Every record is to be printed exactly as it appears.

(Referring expression pointing data)
■ ■ ■ ■

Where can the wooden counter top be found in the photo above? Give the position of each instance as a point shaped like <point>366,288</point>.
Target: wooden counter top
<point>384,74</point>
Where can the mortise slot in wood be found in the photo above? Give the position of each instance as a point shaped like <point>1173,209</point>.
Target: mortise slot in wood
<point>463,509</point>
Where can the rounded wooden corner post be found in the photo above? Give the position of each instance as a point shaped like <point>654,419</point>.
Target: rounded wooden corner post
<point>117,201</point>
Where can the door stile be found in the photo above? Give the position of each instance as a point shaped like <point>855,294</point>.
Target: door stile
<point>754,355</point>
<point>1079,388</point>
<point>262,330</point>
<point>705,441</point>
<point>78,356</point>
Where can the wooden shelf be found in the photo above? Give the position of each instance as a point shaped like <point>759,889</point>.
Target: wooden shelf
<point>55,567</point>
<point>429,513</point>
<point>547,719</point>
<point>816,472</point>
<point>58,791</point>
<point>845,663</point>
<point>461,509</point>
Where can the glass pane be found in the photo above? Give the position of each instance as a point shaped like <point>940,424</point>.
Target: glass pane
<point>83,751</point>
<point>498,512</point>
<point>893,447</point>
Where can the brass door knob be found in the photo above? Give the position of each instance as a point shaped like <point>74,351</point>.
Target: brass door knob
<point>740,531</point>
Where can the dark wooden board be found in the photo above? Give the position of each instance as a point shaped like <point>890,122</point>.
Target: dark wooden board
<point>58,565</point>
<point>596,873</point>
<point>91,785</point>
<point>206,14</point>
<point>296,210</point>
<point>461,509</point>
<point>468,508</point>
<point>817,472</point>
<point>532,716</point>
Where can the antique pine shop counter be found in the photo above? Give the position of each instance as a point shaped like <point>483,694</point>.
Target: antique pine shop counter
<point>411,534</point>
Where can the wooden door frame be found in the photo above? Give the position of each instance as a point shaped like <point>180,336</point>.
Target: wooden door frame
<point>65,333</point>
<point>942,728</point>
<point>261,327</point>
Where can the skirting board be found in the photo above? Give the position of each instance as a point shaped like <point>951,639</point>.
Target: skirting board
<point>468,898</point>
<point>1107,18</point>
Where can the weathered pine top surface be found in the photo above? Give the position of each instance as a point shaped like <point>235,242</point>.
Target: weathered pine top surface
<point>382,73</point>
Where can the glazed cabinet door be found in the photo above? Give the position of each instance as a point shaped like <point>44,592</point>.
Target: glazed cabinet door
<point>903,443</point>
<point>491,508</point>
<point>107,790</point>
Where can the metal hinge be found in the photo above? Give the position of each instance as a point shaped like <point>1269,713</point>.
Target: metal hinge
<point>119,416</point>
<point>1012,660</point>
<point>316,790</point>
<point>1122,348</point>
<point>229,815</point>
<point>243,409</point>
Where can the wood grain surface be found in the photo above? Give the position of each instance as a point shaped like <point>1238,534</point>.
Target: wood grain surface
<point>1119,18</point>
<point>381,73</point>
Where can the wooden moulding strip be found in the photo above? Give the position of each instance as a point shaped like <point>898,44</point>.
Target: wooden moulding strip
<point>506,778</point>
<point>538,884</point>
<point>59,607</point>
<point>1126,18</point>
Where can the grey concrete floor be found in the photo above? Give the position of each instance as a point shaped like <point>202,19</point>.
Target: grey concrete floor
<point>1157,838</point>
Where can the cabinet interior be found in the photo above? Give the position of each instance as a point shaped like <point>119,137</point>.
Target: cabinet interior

■ ■ ■ ■

Response area:
Where can the wooden counter top be found in the photo above? Give the position of each instance as a point shaped like <point>366,288</point>.
Target: wooden counter top
<point>384,74</point>
Where can the mortise slot in wood be found in the photo above? Give the position of each instance as a point shaped like <point>1173,209</point>.
Target: mortise slot in wood
<point>463,509</point>
Where can the rounded wooden corner post be found in the photo above? Give the position of each instance as a point shaped like <point>654,419</point>.
Target: rounded wooden corner post
<point>117,201</point>
Where can the door stile be found in the photo above? Give the position of each instance as a point shaped like <point>855,294</point>.
Target: door stile
<point>754,355</point>
<point>1079,388</point>
<point>262,330</point>
<point>705,441</point>
<point>78,356</point>
Where can the wooden shelf be found in the photo above? Give the position of each instance as a point shaped like <point>759,889</point>.
Target: wooden shelf
<point>55,567</point>
<point>429,513</point>
<point>547,719</point>
<point>816,472</point>
<point>58,791</point>
<point>845,663</point>
<point>461,509</point>
Where can the glass pane be found in the photo above? Give the position of each instance as a point shaped like <point>940,424</point>.
Target: glass pane
<point>83,751</point>
<point>498,512</point>
<point>893,447</point>
Where can the brass door knob be found in the photo above? Give the position of each instance as a point shaped like <point>74,351</point>.
Target: brass door knob
<point>740,531</point>
Where can the dark wooden board be found in the photo above? Give the position of each instance as a point shaped like <point>890,122</point>.
Target: dark wooden board
<point>58,565</point>
<point>596,873</point>
<point>91,785</point>
<point>206,14</point>
<point>296,210</point>
<point>461,509</point>
<point>468,508</point>
<point>817,472</point>
<point>532,716</point>
Where can the antique pine shop counter be found in the photo above? Give the position of each instance as a point shaped like <point>483,694</point>.
Target: antique pine shop counter
<point>411,534</point>
Where can the wooden door frame be found in the photo above? Give the position of each instance as a point shaped like <point>180,336</point>.
Target: wooden door frame
<point>65,333</point>
<point>942,728</point>
<point>261,327</point>
Where can the skirting board be found in the photo above? Give the position of each instance as a point shaped like <point>951,639</point>.
Target: skirting board
<point>468,898</point>
<point>1107,18</point>
Where can the weathered pine top surface be found in the photo above? Give the position of each instance as a point shaped like <point>235,242</point>.
Target: weathered pine top surface
<point>382,73</point>
Where can the glazed cabinet door be found in the photo above? Give the position of each instance as a point shaped like <point>44,592</point>.
Target: glazed cabinet door
<point>903,443</point>
<point>491,508</point>
<point>107,790</point>
Where can the metal hinge be found in the photo above? Give the position of each instance as a point shaped like <point>1269,713</point>.
Target: metal hinge
<point>119,416</point>
<point>1012,660</point>
<point>316,790</point>
<point>1122,348</point>
<point>229,815</point>
<point>243,409</point>
Where can the wood grain surface be found in the photo above? Give the position of each instance as a point shaped like <point>1238,534</point>.
Target: wood grain surface
<point>1119,18</point>
<point>381,73</point>
Where can the wooden moulding strip be found in the photo above? Give the position of each instance as a point shaped like <point>898,44</point>.
Target: wooden moulding strip
<point>506,778</point>
<point>538,884</point>
<point>59,607</point>
<point>1126,18</point>
Where can the grey concrete floor be found in the photo above? Give the position of each instance as a point shaped like <point>202,19</point>.
Target: grey concrete floor
<point>1157,838</point>
Where can the cabinet interior be found in the photo above? Give the position of each instance as a point shaped like <point>119,137</point>.
Target: cabinet interior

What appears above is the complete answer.